Task to complete: Extract every line of the data below that contains the word "wisp".

Provided records:
====================
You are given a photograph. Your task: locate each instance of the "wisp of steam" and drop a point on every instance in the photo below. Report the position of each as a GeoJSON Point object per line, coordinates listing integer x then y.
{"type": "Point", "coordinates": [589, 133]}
====================
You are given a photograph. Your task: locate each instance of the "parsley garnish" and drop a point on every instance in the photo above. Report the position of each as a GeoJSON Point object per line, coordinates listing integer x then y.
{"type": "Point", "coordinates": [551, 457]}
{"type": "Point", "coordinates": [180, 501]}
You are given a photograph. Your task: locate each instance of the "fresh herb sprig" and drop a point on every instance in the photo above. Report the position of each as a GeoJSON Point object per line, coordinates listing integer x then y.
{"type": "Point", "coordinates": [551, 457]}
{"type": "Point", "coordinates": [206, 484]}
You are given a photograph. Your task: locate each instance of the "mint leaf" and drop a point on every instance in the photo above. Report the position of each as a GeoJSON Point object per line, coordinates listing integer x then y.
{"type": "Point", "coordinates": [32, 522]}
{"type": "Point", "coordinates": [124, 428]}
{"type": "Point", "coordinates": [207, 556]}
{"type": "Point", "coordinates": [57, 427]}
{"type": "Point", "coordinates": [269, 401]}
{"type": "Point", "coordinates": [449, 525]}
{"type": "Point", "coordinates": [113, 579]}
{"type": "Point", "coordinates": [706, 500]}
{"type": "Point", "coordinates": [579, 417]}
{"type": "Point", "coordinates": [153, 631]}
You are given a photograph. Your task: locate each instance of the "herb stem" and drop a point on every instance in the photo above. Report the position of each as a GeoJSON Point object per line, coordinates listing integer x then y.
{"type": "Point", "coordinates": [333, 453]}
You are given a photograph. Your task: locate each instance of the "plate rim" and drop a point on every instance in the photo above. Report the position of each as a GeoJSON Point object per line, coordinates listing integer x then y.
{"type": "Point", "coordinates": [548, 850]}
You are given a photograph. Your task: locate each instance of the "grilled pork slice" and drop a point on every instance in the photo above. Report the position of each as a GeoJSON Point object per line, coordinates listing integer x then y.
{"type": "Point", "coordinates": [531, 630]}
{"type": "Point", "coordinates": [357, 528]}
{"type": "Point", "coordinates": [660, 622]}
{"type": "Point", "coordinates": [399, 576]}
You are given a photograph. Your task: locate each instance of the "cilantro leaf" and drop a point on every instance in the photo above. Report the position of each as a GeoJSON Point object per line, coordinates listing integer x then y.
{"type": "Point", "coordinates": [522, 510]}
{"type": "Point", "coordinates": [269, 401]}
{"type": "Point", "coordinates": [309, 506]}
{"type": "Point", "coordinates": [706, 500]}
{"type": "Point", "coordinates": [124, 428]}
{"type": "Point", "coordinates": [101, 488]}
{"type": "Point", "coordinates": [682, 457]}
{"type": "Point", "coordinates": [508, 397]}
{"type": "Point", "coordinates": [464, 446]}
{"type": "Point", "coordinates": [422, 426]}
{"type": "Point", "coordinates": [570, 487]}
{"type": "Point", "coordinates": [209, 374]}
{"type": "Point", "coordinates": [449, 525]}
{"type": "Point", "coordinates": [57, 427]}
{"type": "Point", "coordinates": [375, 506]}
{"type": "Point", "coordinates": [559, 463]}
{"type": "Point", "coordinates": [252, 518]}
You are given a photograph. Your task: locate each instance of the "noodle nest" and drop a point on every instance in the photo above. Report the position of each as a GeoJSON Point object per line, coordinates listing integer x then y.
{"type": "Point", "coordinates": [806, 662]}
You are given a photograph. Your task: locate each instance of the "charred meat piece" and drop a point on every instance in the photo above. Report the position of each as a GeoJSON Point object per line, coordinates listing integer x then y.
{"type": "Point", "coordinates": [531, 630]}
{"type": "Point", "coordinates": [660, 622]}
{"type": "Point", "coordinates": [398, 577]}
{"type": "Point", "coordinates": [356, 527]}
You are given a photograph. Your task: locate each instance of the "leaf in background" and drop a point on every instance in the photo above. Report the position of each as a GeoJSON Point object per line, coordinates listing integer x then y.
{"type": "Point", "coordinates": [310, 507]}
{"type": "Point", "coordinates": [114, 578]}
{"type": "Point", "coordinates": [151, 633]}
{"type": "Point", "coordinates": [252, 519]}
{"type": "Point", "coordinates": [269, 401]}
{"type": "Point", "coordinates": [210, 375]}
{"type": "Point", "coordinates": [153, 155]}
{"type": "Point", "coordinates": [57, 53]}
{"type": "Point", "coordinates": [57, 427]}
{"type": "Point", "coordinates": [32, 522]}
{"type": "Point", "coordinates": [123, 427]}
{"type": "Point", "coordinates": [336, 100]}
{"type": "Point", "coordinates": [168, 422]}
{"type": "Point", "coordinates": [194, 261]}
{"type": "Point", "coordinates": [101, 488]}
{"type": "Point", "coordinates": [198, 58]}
====================
Finished task:
You are given a photograph. Your task: locate each instance of the "wisp of steam" and drop a point on every instance in the photo below. Report the position of each as a GeoJSON Point object per line, coordinates listing integer x then y.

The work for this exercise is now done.